When the word "cabinet" appears in a line of the data below, list that line.

SUPPLIED INFORMATION:
------------------------

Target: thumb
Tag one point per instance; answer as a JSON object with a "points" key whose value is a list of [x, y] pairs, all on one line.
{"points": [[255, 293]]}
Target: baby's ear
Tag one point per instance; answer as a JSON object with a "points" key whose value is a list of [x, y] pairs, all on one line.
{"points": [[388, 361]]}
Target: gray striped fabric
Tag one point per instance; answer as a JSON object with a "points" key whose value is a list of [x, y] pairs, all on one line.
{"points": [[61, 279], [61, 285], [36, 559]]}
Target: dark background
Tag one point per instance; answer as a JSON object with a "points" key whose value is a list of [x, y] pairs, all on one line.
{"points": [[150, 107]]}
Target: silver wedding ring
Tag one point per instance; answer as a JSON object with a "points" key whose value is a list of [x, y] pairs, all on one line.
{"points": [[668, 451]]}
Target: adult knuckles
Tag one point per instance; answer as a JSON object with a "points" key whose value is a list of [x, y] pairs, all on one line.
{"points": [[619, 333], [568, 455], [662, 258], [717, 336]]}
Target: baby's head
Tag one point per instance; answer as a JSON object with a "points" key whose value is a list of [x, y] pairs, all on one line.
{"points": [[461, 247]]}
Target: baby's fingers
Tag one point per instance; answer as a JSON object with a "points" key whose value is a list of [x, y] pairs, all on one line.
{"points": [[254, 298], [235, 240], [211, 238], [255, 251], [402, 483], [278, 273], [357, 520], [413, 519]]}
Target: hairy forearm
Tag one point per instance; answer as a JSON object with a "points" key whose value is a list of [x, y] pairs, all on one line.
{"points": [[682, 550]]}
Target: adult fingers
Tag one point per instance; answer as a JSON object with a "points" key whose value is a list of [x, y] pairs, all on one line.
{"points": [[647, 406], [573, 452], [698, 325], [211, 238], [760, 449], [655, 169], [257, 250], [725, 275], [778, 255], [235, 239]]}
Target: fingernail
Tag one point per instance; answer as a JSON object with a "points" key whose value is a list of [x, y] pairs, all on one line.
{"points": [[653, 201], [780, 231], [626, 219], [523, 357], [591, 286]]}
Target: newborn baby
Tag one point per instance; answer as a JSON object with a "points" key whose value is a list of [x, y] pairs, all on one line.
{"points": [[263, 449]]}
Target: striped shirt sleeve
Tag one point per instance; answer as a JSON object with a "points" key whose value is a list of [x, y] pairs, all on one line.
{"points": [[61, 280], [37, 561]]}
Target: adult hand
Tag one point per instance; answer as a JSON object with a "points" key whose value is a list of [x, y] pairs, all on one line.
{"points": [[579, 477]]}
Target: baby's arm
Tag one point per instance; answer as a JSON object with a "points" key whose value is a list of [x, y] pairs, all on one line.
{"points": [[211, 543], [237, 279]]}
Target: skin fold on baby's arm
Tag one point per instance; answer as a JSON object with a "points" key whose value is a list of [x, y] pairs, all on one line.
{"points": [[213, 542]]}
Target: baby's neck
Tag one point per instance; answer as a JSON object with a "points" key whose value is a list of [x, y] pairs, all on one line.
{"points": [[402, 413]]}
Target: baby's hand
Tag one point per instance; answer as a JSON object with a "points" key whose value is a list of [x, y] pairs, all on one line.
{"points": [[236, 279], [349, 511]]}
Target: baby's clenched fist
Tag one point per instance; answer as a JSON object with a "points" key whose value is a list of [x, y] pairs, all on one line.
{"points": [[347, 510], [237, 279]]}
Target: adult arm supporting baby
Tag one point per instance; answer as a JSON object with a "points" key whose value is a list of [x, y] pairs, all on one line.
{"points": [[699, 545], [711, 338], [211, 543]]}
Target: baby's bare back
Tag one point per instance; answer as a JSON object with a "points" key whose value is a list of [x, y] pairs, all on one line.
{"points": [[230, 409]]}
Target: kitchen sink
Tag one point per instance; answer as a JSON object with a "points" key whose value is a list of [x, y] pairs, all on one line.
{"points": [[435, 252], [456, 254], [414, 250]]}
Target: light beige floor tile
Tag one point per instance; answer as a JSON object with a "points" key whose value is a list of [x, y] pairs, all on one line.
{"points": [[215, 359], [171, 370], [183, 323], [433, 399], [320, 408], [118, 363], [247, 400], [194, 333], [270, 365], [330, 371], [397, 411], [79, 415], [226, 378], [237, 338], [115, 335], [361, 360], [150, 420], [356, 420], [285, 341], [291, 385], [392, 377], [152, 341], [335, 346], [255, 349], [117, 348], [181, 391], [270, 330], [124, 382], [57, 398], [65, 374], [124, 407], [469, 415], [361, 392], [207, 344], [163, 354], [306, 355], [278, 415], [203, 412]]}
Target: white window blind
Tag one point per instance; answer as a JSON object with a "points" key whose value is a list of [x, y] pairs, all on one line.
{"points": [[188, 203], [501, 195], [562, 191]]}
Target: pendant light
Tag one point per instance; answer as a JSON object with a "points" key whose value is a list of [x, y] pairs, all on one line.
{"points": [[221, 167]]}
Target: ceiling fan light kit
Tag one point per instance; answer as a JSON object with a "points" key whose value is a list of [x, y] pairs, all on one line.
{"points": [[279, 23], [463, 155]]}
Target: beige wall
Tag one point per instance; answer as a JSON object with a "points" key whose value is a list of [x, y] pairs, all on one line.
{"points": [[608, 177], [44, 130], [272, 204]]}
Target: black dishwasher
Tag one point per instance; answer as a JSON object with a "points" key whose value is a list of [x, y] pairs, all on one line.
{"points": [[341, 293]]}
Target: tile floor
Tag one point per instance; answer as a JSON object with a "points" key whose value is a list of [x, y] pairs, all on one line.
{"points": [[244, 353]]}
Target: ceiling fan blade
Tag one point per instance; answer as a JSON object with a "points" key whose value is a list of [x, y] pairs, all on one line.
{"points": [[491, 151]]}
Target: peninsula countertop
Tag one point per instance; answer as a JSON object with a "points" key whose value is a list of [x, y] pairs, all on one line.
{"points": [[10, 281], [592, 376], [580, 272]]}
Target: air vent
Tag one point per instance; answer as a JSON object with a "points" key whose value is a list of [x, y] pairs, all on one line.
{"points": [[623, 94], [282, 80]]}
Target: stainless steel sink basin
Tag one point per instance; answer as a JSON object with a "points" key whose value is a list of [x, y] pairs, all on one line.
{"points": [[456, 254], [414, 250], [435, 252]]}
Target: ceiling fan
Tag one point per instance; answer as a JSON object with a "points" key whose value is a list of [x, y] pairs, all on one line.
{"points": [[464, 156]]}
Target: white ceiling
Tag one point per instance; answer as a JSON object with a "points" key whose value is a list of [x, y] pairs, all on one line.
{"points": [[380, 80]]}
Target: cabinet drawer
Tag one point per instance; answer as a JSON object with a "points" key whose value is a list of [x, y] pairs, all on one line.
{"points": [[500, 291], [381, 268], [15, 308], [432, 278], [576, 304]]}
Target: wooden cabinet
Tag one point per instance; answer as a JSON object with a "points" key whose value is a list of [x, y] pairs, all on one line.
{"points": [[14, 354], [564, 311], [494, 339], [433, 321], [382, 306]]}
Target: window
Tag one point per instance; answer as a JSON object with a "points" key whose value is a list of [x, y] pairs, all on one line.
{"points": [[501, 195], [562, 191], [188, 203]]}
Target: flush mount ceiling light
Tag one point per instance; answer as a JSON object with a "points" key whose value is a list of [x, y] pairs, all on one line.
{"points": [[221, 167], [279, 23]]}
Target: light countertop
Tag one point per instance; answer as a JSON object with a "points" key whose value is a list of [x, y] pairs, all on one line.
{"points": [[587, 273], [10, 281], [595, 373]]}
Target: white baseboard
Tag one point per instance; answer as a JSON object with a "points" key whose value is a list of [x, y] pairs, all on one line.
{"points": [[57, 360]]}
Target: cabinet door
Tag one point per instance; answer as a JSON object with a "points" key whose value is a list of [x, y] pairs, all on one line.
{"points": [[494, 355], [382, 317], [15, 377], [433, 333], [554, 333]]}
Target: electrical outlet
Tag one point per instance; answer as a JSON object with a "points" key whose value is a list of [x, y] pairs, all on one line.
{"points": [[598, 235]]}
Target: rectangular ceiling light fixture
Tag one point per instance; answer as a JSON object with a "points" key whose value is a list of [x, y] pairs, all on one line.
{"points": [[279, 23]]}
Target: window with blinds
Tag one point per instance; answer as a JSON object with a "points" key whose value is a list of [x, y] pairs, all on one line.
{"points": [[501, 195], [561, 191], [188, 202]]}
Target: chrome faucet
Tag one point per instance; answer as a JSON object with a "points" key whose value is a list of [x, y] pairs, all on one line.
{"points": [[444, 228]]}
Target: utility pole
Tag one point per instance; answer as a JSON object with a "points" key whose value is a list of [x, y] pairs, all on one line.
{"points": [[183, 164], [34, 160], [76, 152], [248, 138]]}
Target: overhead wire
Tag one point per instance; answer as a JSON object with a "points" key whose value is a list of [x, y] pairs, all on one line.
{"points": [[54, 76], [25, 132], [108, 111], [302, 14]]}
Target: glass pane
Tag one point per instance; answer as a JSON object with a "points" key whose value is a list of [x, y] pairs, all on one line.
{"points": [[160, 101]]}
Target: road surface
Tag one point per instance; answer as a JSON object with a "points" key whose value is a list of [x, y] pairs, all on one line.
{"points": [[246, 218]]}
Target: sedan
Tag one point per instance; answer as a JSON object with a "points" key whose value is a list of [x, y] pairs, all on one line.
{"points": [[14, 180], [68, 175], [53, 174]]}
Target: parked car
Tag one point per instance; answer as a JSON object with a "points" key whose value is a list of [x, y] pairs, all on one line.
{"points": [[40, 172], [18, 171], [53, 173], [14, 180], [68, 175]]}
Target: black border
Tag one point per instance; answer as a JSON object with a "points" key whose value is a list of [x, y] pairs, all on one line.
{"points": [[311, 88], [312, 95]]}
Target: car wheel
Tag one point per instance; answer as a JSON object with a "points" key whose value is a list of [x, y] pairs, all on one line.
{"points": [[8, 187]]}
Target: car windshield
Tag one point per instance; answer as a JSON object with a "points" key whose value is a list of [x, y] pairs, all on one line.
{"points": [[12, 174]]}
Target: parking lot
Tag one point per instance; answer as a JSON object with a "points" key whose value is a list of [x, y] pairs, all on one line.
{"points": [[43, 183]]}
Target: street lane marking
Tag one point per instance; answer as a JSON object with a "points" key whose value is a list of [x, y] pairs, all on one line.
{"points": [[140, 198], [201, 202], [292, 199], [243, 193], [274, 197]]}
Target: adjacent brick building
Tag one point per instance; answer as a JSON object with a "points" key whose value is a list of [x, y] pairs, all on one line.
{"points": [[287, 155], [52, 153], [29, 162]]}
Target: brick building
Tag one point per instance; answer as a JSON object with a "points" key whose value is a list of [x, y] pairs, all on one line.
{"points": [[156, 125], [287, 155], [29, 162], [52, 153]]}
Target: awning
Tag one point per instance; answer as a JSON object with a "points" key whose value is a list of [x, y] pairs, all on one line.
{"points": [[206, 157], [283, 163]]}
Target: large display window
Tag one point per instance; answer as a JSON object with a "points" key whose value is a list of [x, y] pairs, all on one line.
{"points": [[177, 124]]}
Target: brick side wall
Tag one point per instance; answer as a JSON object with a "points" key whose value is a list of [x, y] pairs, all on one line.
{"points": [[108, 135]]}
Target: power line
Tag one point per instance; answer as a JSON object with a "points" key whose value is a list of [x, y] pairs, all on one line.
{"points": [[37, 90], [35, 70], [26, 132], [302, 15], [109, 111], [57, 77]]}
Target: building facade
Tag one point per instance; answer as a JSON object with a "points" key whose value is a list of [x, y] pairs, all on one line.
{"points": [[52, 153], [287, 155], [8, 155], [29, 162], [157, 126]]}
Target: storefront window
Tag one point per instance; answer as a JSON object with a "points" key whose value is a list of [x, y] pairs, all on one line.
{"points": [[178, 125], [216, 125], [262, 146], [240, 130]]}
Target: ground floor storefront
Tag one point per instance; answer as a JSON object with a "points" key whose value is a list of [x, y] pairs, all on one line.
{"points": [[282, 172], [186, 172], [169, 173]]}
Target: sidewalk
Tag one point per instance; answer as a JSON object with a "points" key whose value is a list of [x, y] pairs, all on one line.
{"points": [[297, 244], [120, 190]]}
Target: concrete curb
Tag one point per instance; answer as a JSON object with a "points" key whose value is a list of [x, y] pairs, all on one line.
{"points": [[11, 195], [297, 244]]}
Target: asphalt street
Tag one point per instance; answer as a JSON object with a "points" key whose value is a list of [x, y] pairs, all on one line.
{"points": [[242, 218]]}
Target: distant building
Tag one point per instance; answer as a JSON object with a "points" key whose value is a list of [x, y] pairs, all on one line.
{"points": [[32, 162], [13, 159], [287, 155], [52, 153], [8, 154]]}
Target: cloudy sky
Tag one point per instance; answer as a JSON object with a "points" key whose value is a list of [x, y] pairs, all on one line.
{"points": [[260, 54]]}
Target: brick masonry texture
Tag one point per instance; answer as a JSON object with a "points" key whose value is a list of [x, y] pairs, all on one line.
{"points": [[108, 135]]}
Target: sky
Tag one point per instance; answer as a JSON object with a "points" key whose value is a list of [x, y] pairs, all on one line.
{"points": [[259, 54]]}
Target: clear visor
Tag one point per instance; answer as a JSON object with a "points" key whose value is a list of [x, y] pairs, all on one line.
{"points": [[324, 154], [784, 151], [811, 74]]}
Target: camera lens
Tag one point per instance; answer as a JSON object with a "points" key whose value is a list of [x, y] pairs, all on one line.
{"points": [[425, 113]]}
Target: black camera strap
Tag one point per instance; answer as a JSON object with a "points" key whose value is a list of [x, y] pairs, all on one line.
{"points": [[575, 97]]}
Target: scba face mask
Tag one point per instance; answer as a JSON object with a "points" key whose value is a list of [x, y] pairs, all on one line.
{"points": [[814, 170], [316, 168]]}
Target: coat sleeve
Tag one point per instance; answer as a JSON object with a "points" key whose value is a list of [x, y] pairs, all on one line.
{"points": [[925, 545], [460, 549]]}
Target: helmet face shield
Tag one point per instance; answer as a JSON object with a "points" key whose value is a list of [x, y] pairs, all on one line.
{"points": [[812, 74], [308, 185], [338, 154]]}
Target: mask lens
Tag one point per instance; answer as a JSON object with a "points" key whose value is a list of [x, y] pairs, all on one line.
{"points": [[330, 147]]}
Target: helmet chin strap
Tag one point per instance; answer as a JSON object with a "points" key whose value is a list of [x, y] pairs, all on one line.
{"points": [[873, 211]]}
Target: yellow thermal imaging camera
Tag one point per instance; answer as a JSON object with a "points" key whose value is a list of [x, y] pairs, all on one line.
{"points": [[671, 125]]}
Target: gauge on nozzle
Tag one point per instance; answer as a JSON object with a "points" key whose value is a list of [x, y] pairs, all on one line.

------------------------

YOUR RESPONSE:
Target: cabinet drawer
Target: wooden cabinet
Target: cabinet door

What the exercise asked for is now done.